━━━━━ Data excerpts ━━━━━
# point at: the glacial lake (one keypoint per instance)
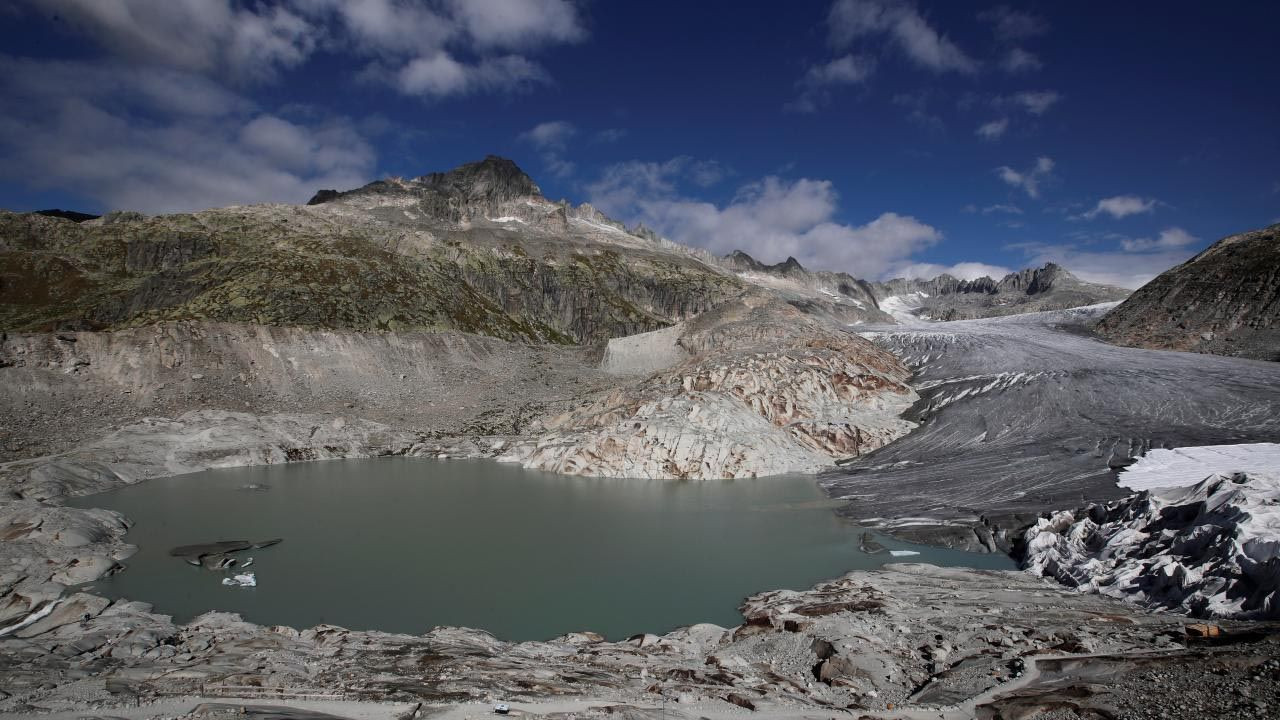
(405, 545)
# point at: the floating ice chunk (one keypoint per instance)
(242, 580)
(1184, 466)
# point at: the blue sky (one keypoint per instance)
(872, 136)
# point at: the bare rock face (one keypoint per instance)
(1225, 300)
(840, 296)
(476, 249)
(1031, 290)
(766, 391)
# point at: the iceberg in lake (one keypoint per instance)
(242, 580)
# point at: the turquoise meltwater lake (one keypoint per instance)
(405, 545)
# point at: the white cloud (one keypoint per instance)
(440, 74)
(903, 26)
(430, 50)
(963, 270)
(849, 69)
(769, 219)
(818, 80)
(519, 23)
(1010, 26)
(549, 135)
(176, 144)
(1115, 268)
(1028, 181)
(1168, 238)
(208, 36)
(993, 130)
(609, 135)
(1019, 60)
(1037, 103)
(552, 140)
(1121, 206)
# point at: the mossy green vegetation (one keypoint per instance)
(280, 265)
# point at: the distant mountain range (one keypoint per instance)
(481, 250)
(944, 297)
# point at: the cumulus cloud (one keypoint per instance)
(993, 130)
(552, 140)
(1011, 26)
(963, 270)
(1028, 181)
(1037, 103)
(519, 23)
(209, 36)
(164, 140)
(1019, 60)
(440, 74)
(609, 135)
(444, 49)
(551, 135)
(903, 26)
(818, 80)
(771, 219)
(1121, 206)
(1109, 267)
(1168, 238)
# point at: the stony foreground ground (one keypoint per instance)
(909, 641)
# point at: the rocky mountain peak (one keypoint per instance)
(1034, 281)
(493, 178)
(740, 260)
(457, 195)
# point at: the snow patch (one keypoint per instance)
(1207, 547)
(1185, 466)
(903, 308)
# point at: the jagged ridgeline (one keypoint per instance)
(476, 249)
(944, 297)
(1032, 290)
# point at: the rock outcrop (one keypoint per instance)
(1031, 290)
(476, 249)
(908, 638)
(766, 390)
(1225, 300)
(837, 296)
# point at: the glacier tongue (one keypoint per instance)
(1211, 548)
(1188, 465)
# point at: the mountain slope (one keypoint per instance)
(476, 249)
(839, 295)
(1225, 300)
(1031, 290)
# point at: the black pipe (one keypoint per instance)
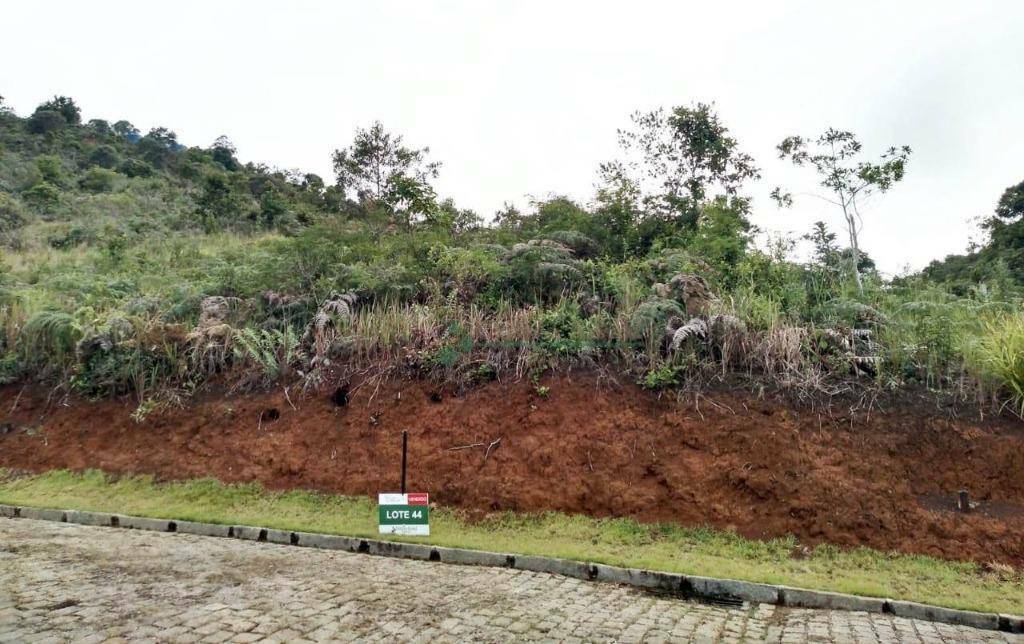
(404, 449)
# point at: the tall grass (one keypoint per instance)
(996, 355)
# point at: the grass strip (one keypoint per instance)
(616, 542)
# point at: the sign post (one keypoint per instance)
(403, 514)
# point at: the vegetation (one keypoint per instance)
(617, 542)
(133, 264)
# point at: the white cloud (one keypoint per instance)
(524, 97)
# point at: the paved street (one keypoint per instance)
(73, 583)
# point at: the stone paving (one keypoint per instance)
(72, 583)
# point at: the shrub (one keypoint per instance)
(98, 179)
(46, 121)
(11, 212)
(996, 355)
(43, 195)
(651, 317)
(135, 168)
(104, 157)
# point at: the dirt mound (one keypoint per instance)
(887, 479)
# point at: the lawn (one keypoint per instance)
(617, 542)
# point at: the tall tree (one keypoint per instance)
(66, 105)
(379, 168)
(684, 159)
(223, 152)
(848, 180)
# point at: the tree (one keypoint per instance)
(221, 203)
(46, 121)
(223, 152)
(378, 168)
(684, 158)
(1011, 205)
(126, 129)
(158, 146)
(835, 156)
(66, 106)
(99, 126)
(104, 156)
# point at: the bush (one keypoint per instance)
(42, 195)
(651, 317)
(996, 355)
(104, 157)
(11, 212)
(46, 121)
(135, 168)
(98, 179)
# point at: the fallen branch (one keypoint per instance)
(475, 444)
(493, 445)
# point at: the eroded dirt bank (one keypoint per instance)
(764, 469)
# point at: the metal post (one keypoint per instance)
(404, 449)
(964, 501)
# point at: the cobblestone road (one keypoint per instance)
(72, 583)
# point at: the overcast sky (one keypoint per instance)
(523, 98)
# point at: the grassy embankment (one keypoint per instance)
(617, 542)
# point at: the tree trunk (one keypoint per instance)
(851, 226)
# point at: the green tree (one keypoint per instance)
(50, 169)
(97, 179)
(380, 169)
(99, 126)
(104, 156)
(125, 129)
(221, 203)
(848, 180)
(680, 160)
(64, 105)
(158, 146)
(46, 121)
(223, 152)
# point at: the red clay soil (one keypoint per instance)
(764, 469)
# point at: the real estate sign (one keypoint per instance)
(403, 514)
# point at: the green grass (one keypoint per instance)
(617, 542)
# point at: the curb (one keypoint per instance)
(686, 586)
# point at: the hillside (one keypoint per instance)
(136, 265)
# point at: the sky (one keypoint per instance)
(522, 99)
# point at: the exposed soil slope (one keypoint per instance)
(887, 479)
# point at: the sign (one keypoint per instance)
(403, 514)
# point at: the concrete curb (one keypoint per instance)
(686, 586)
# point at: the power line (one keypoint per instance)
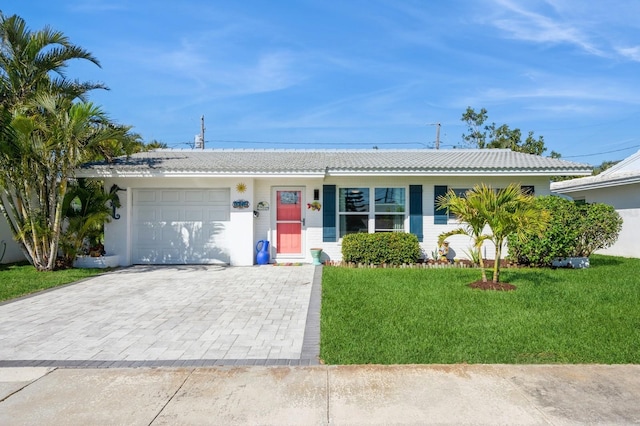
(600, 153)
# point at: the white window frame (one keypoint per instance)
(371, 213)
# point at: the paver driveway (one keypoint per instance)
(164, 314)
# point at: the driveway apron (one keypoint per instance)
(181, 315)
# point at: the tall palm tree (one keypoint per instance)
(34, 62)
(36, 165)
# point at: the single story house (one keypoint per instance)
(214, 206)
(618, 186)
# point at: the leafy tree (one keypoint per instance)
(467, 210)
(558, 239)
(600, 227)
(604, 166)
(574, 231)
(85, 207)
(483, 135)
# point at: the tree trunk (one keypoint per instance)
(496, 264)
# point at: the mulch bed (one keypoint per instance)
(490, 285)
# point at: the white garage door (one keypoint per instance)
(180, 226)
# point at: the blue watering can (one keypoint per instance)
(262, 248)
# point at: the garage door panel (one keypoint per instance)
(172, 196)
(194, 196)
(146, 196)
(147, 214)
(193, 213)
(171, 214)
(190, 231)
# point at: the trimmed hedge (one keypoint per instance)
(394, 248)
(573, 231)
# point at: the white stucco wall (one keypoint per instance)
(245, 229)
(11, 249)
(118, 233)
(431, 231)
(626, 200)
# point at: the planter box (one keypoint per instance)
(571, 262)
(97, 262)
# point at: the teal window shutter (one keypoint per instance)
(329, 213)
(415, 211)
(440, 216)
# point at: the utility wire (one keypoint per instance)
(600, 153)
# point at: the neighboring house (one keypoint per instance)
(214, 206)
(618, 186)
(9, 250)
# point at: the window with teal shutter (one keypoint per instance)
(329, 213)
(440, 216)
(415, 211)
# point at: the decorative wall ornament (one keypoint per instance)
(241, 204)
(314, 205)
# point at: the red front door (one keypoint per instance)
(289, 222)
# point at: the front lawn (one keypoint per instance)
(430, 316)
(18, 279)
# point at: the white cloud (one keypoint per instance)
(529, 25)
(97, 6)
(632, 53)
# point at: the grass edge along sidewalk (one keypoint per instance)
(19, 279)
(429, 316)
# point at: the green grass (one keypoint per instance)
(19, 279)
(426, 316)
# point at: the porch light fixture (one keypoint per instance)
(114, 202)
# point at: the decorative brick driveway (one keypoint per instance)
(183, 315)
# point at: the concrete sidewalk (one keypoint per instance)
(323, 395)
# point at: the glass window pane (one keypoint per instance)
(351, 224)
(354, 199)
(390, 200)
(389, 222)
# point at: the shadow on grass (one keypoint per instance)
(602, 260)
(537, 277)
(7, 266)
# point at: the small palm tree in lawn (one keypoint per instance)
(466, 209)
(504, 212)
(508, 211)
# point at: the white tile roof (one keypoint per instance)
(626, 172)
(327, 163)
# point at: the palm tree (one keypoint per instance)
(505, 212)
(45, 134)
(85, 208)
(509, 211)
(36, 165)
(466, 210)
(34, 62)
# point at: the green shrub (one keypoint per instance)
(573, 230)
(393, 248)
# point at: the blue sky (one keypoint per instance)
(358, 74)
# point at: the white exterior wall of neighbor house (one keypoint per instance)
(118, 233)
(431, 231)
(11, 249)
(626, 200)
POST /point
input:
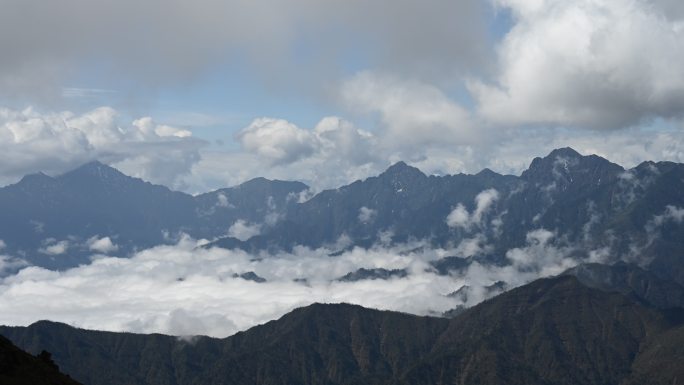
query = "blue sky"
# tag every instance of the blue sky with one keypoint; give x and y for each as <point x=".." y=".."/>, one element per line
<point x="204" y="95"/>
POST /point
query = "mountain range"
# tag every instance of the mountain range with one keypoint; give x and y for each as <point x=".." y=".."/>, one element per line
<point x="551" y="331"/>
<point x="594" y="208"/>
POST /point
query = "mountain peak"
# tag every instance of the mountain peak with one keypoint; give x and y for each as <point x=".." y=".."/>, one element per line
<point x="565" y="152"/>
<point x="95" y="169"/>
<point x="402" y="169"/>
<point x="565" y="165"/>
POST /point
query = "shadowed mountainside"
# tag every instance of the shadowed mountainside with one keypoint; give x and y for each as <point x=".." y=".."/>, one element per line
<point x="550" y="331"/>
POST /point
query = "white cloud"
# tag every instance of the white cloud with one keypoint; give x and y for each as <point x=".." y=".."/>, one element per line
━━━━━
From the data above, state how many lines contain the string "query", offering no other words.

5